# Excerpted text:
········

Mike Lang, one of the most celebrated pianists in Hollywood history, died of lung cancer Friday morning at his home in Studio City. He was 80.

Lang played piano on an estimated 2,000 film and TV scores dating back to the mid-1960s, including scores by a number of star composers over the course of his career: John Williams (Close Encounters of the Third Kind, Catch Me If You Can), Jerry Goldsmith (Gremlins, The Russia House), John Barry (Body Heat, The Specialist), Henry Mancini (10), Alex North (The Shoes of the Fisherman), Elmer Bernstein (The Rainmaker), Miklós Rózsa (Dead Men Don’t Wear Plaid), and many others.

Composer James Newton Howard provided a statement to Variety, saying, “Mike was a dear friend, colleague and teacher, gifted with monumental talent. Anyone who knew him would agree there was never a more gracious, humble and brilliant musician – a musician’s musician.”

Variety also reported that when he was interviewed for the “Legacy of John Williams” podcast, Lang reflected on his composition style: “The music itself tells me how to relate to it. I have a sound in my head. I play as an improviser, even if I’m playing Beethoven. I’m hearing the music as if it’s in Beethoven’s head. When I get it to match, so that the real sound comes out of the piano and it matches [what’s in] my head, the piano disappears. It’s a facilitator for me. The last thing I think about is, ‘I am a pianist.’ I try to make the music breathe, be vocal and expressive, and to that end the piano loses its identity.”

Variety also revealed the fact that in July 2019 he played a sold-out Piano Spheres concert at the Colburn School’s Zipper Hall that earned a sterling note from the L.A. Times: “one of L.A.’s great known unknowns, a pianist and composer who doesn’t often get the spotlight… Lang reminds us of the seldom recognized but significant intersection between contemporary music and Hollywood… the revelation here was hearing our city’s musical identity in a single voice.”

········

# Assignment:
Reproduce the obituary of the pianist word for word, everything from "Mike Lang, one" down to "and many others.". The listing has nothing to do with the obituary.

········

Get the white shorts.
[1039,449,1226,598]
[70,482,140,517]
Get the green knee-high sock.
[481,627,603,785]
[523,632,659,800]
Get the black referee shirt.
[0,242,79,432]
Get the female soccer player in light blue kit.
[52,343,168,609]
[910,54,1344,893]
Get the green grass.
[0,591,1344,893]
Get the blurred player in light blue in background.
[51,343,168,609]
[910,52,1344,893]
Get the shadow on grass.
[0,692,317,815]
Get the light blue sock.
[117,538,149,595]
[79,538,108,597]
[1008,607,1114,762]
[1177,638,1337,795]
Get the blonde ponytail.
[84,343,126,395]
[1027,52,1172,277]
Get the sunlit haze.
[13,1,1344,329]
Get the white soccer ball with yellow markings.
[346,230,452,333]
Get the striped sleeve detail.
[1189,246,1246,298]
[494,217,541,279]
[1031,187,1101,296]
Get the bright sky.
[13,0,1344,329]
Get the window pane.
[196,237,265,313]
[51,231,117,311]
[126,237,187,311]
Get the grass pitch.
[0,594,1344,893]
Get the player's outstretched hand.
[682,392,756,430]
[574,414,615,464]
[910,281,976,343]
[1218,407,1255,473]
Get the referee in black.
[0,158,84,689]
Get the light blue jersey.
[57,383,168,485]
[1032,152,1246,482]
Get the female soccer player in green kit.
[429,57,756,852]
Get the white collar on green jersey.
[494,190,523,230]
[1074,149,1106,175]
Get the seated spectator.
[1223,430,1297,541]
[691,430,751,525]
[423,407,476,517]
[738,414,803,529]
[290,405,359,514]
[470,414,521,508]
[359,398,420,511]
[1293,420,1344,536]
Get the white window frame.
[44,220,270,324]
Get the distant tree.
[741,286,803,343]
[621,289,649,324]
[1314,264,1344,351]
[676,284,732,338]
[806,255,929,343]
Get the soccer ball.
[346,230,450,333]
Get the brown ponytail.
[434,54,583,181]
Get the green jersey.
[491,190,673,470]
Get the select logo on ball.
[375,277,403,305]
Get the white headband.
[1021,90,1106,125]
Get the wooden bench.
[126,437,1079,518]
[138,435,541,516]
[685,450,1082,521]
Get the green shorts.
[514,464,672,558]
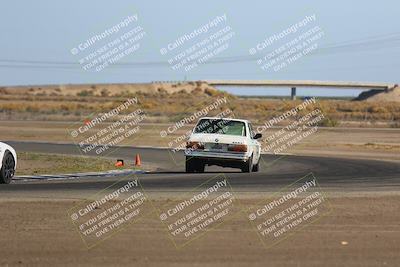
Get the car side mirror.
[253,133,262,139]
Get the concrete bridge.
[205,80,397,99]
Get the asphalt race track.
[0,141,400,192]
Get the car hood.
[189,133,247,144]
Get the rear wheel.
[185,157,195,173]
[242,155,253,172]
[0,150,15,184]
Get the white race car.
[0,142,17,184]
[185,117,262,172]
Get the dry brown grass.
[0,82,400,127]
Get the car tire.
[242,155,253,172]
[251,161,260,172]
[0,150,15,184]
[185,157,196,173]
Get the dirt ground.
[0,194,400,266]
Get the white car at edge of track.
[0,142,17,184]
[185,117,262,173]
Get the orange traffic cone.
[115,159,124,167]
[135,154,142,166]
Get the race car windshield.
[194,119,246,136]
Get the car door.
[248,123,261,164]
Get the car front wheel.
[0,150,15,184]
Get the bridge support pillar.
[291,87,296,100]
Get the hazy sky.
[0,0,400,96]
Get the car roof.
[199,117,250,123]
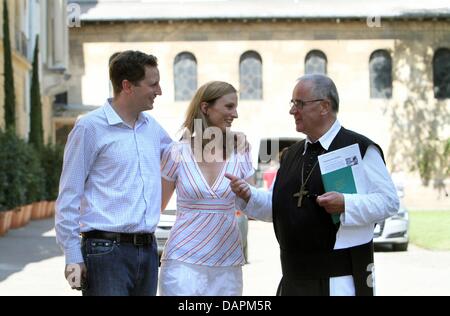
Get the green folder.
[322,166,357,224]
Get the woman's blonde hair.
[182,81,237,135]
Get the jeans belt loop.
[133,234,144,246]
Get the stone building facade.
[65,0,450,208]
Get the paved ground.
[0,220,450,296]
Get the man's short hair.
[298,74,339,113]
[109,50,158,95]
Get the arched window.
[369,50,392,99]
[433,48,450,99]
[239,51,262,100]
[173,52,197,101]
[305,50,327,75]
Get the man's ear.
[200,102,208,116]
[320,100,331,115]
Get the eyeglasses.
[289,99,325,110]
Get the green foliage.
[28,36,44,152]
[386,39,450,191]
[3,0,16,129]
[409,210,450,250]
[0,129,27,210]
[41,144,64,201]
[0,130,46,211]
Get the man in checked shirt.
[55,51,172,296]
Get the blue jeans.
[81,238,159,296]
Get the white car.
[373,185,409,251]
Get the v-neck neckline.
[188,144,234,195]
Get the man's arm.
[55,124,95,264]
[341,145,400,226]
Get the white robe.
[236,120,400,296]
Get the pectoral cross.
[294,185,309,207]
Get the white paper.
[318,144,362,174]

········

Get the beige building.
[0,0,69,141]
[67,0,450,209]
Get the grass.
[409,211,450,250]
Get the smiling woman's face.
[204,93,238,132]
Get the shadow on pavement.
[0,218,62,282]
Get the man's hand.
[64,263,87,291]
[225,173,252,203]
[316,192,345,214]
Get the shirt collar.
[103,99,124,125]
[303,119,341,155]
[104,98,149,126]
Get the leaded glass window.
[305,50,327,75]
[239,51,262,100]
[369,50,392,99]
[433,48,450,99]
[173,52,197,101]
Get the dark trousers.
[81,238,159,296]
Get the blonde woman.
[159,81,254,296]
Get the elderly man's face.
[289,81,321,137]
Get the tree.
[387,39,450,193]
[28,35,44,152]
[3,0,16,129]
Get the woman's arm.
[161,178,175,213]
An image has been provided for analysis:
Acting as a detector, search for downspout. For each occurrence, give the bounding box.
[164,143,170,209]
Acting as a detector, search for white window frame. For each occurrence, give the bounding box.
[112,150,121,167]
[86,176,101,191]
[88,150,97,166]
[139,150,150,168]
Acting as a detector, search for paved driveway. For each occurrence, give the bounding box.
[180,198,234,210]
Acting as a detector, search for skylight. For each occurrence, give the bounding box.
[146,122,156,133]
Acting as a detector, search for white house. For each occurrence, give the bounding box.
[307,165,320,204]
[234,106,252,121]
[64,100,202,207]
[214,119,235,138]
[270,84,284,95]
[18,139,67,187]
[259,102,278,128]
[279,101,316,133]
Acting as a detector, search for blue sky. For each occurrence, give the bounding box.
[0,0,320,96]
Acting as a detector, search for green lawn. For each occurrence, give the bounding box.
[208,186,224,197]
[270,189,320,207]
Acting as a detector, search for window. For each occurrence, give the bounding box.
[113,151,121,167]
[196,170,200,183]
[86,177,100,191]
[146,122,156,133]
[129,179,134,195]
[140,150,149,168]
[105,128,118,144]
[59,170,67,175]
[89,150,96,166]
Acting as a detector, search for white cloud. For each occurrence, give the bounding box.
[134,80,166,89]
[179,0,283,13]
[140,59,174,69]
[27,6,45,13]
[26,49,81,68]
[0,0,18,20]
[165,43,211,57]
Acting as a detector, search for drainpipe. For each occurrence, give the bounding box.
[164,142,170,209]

········

# Reply to the exercise:
Mike Lang, one of the most celebrated pianists in Hollywood history, died of lung cancer Friday morning at his home in Studio City. He was 80.

Lang played piano on an estimated 2,000 film and TV scores dating back to the mid-1960s, including scores by a number of star composers over the course of his career: John Williams (Close Encounters of the Third Kind, Catch Me If You Can), Jerry Goldsmith (Gremlins, The Russia House), John Barry (Body Heat, The Specialist), Henry Mancini (10), Alex North (The Shoes of the Fisherman), Elmer Bernstein (The Rainmaker), Miklós Rózsa (Dead Men Don’t Wear Plaid), and many others.